■ **RECORD EXCERPTS**
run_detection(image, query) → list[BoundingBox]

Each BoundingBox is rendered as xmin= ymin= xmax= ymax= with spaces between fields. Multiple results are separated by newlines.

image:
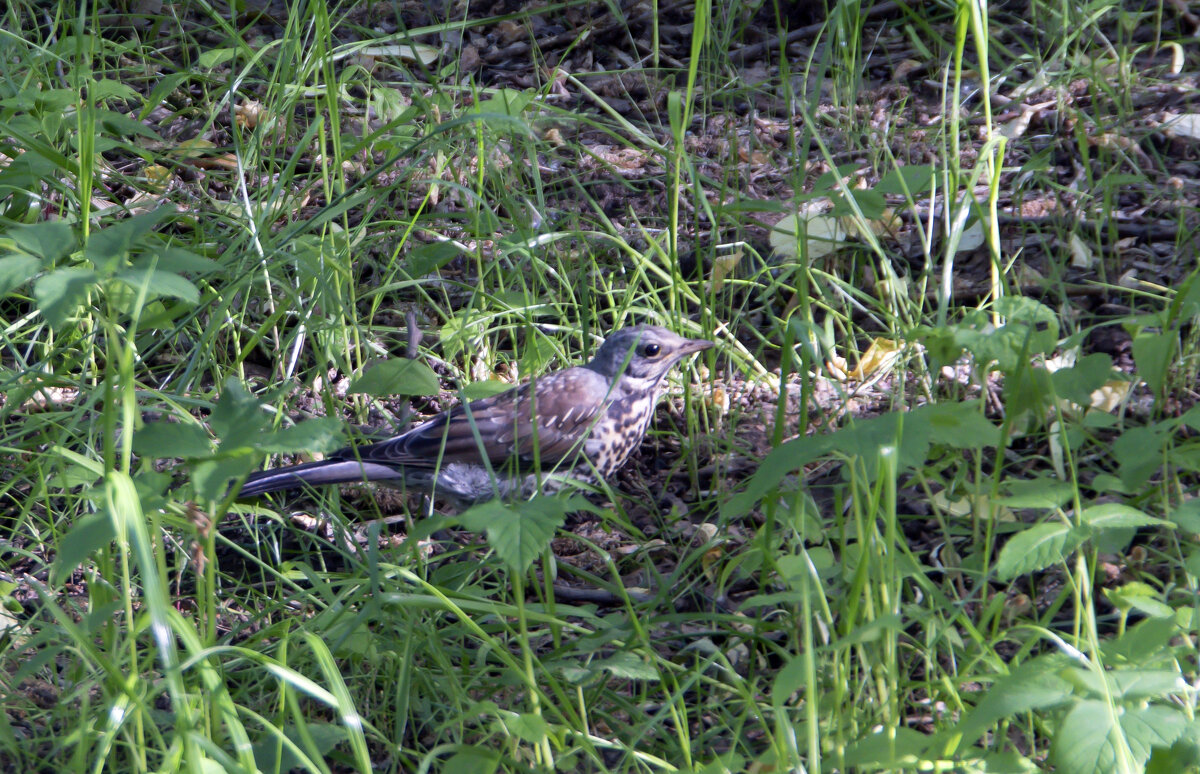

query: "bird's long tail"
xmin=238 ymin=460 xmax=403 ymax=497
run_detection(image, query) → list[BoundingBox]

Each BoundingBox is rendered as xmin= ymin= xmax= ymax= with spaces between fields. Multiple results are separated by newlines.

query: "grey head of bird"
xmin=584 ymin=325 xmax=713 ymax=385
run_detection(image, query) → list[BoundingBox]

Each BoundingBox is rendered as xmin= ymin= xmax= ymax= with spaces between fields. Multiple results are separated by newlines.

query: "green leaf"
xmin=442 ymin=746 xmax=500 ymax=774
xmin=1079 ymin=503 xmax=1175 ymax=532
xmin=133 ymin=421 xmax=212 ymax=460
xmin=1132 ymin=331 xmax=1178 ymax=396
xmin=141 ymin=247 xmax=223 ymax=277
xmin=770 ymin=655 xmax=805 ymax=710
xmin=0 ymin=253 xmax=42 ymax=296
xmin=5 ymin=221 xmax=76 ymax=265
xmin=460 ymin=496 xmax=566 ymax=572
xmin=349 ymin=358 xmax=440 ymax=396
xmin=1050 ymin=353 xmax=1112 ymax=406
xmin=115 ymin=266 xmax=200 ymax=304
xmin=196 ymin=48 xmax=238 ymax=70
xmin=253 ymin=722 xmax=348 ymax=772
xmin=1100 ymin=612 xmax=1183 ymax=665
xmin=404 ymin=242 xmax=462 ymax=280
xmin=996 ymin=476 xmax=1075 ymax=509
xmin=875 ymin=164 xmax=934 ymax=196
xmin=50 ymin=514 xmax=115 ymax=588
xmin=192 ymin=455 xmax=256 ymax=500
xmin=88 ymin=78 xmax=142 ymax=103
xmin=265 ymin=416 xmax=346 ymax=454
xmin=209 ymin=377 xmax=266 ymax=451
xmin=34 ymin=269 xmax=98 ymax=330
xmin=1111 ymin=422 xmax=1174 ymax=492
xmin=905 ymin=401 xmax=1000 ymax=446
xmin=1050 ymin=700 xmax=1187 ymax=774
xmin=83 ymin=206 xmax=172 ymax=276
xmin=845 ymin=726 xmax=929 ymax=772
xmin=996 ymin=522 xmax=1086 ymax=581
xmin=958 ymin=656 xmax=1072 ymax=744
xmin=503 ymin=713 xmax=550 ymax=744
xmin=458 ymin=379 xmax=512 ymax=403
xmin=1171 ymin=498 xmax=1200 ymax=535
xmin=593 ymin=650 xmax=662 ymax=683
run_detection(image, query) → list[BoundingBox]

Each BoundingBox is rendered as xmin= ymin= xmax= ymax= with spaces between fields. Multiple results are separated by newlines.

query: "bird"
xmin=239 ymin=324 xmax=714 ymax=508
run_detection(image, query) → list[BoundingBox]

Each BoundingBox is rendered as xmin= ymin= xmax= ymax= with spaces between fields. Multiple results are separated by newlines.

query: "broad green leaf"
xmin=905 ymin=401 xmax=1000 ymax=446
xmin=83 ymin=206 xmax=170 ymax=276
xmin=503 ymin=713 xmax=550 ymax=744
xmin=996 ymin=521 xmax=1086 ymax=581
xmin=1100 ymin=612 xmax=1183 ymax=666
xmin=1079 ymin=503 xmax=1175 ymax=530
xmin=254 ymin=721 xmax=347 ymax=772
xmin=845 ymin=726 xmax=929 ymax=772
xmin=1104 ymin=581 xmax=1175 ymax=618
xmin=133 ymin=247 xmax=223 ymax=277
xmin=1050 ymin=700 xmax=1188 ymax=774
xmin=404 ymin=242 xmax=462 ymax=278
xmin=1050 ymin=353 xmax=1112 ymax=406
xmin=34 ymin=268 xmax=97 ymax=330
xmin=196 ymin=48 xmax=238 ymax=70
xmin=1171 ymin=498 xmax=1200 ymax=535
xmin=875 ymin=164 xmax=934 ymax=196
xmin=1110 ymin=422 xmax=1174 ymax=492
xmin=460 ymin=496 xmax=566 ymax=572
xmin=0 ymin=253 xmax=42 ymax=295
xmin=349 ymin=358 xmax=440 ymax=396
xmin=88 ymin=78 xmax=142 ymax=103
xmin=458 ymin=379 xmax=512 ymax=403
xmin=995 ymin=476 xmax=1075 ymax=509
xmin=133 ymin=421 xmax=212 ymax=460
xmin=265 ymin=416 xmax=346 ymax=454
xmin=593 ymin=650 xmax=662 ymax=683
xmin=1132 ymin=331 xmax=1178 ymax=396
xmin=440 ymin=745 xmax=500 ymax=774
xmin=209 ymin=377 xmax=266 ymax=451
xmin=959 ymin=655 xmax=1072 ymax=744
xmin=191 ymin=455 xmax=256 ymax=500
xmin=116 ymin=266 xmax=200 ymax=304
xmin=770 ymin=655 xmax=805 ymax=708
xmin=50 ymin=514 xmax=115 ymax=588
xmin=4 ymin=221 xmax=76 ymax=265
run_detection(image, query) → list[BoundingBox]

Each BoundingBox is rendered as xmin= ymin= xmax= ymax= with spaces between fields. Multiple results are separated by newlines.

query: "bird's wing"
xmin=338 ymin=367 xmax=610 ymax=469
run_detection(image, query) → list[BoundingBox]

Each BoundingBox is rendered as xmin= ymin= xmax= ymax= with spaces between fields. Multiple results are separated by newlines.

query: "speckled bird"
xmin=239 ymin=325 xmax=713 ymax=505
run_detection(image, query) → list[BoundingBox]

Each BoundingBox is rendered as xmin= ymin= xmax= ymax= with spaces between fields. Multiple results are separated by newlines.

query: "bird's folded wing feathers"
xmin=347 ymin=368 xmax=608 ymax=468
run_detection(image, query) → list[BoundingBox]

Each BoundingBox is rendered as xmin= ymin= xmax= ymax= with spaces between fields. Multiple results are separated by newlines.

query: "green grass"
xmin=0 ymin=2 xmax=1200 ymax=773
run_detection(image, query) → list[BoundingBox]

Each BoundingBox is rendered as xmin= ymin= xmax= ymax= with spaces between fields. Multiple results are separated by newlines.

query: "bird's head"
xmin=588 ymin=325 xmax=713 ymax=383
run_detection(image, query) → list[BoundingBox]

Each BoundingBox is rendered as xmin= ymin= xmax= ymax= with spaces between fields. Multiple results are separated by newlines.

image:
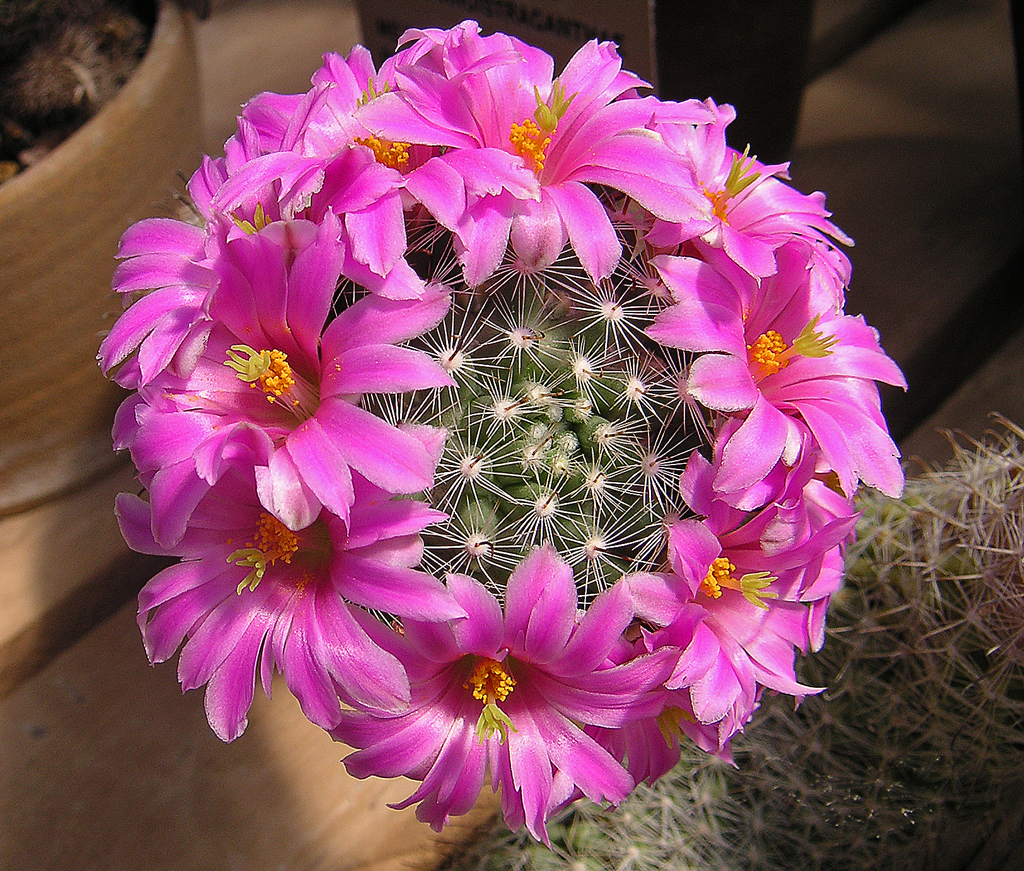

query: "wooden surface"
xmin=0 ymin=605 xmax=495 ymax=871
xmin=0 ymin=3 xmax=200 ymax=515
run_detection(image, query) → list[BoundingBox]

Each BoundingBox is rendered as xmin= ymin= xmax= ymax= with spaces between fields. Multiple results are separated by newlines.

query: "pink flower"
xmin=647 ymin=99 xmax=853 ymax=303
xmin=627 ymin=451 xmax=856 ymax=746
xmin=332 ymin=547 xmax=667 ymax=841
xmin=117 ymin=466 xmax=463 ymax=741
xmin=97 ymin=218 xmax=220 ymax=388
xmin=358 ymin=21 xmax=711 ymax=285
xmin=647 ymin=242 xmax=906 ymax=496
xmin=115 ymin=213 xmax=452 ymax=546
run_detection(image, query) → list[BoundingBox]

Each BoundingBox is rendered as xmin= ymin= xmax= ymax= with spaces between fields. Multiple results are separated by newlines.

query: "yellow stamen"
xmin=471 ymin=659 xmax=516 ymax=743
xmin=231 ymin=203 xmax=270 ymax=235
xmin=700 ymin=557 xmax=778 ymax=611
xmin=746 ymin=314 xmax=839 ymax=380
xmin=227 ymin=512 xmax=299 ymax=596
xmin=746 ymin=330 xmax=790 ymax=377
xmin=509 ymin=118 xmax=551 ymax=175
xmin=705 ymin=145 xmax=761 ymax=221
xmin=700 ymin=557 xmax=736 ymax=599
xmin=224 ymin=345 xmax=295 ymax=402
xmin=355 ymin=135 xmax=412 ymax=170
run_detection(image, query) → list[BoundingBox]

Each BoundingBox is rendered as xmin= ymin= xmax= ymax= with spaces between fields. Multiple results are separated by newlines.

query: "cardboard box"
xmin=355 ymin=0 xmax=657 ymax=85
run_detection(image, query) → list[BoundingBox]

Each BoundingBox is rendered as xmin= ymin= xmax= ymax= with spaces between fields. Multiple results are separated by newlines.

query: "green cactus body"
xmin=365 ymin=221 xmax=699 ymax=605
xmin=442 ymin=422 xmax=1024 ymax=871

■ **TASK OBJECTIVE**
Please edit the entries from their start up to and including the line with "xmin=584 ymin=325 xmax=713 ymax=385", swapping "grey" for "dark" and leaving everything else unchanged. Omit the pictures from your answer.

■ **EXERCISE OUTPUT**
run_detection(image, query) → list[BoundingBox]

Each BoundingBox is rendered as xmin= ymin= xmax= ymax= with spaces between fields. Multiple results are separated by newlines.

image:

query: "bird's long tail"
xmin=238 ymin=460 xmax=403 ymax=497
run_detection(image, query) → list[BoundingBox]

Each BoundingBox is rendered as xmin= ymin= xmax= ymax= with spaces between fields. Multiple results are separated by newlines.

query: "dark head of bird"
xmin=584 ymin=325 xmax=713 ymax=385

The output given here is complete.